Saved entries:
————

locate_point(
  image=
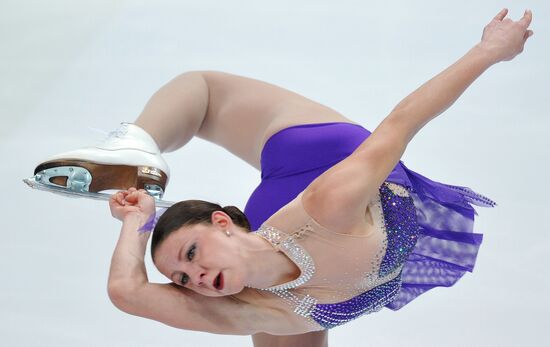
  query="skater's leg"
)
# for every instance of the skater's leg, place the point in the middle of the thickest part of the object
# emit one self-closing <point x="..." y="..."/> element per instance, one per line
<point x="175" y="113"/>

————

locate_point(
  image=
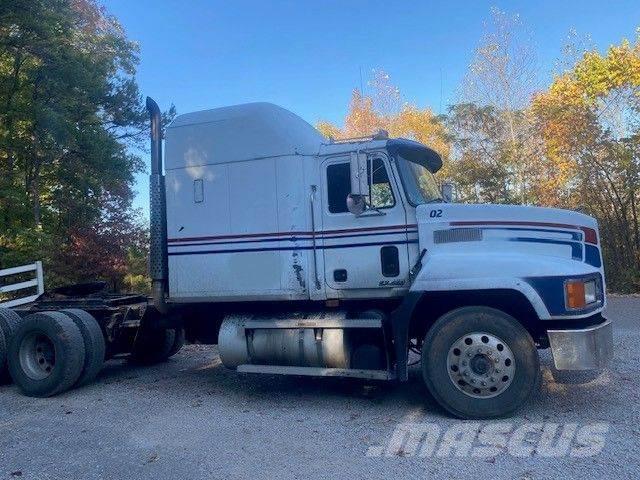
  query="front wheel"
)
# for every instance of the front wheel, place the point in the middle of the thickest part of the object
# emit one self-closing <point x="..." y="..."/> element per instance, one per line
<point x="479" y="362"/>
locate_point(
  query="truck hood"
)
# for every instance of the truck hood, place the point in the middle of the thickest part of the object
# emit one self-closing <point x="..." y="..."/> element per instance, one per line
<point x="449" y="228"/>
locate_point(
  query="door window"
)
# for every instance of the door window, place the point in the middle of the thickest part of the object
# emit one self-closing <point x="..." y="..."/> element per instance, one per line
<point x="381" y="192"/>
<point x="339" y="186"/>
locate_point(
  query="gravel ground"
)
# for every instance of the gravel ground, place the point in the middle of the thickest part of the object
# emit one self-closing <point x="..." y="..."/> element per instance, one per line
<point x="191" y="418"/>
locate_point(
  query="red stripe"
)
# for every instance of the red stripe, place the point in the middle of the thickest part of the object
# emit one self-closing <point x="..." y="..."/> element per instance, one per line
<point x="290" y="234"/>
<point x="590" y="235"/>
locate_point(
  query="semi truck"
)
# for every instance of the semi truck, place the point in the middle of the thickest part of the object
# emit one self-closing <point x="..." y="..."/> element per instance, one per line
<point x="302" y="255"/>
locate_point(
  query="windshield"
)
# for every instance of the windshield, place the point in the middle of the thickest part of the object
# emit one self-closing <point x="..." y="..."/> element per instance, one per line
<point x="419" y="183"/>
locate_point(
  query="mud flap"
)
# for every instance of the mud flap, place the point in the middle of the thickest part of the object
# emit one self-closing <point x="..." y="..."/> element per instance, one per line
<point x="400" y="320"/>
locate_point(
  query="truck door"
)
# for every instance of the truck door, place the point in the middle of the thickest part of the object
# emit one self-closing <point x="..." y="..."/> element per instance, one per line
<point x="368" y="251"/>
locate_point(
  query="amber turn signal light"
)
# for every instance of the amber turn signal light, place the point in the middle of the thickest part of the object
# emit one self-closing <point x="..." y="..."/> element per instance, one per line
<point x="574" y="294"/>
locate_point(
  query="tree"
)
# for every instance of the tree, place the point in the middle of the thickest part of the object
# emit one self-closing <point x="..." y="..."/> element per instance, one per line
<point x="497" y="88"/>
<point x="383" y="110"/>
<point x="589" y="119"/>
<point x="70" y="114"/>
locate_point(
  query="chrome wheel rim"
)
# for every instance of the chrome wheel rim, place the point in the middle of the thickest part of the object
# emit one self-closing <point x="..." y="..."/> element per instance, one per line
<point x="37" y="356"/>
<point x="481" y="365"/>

————

What the task asks: Please reproduce the lines from the line with "# for every instance of the semi" to the line with "# for every instance of the windshield, place", both ends included, exactly as they appear above.

Answer box:
# for every instance of the semi truck, place the point in the middle of the thickest part of the object
# emit one self-closing <point x="..." y="..."/> element per instance, one per line
<point x="302" y="255"/>
locate_point(
  query="windshield"
)
# for every instance of the windshield, place the point in the middle of the thickest part of the object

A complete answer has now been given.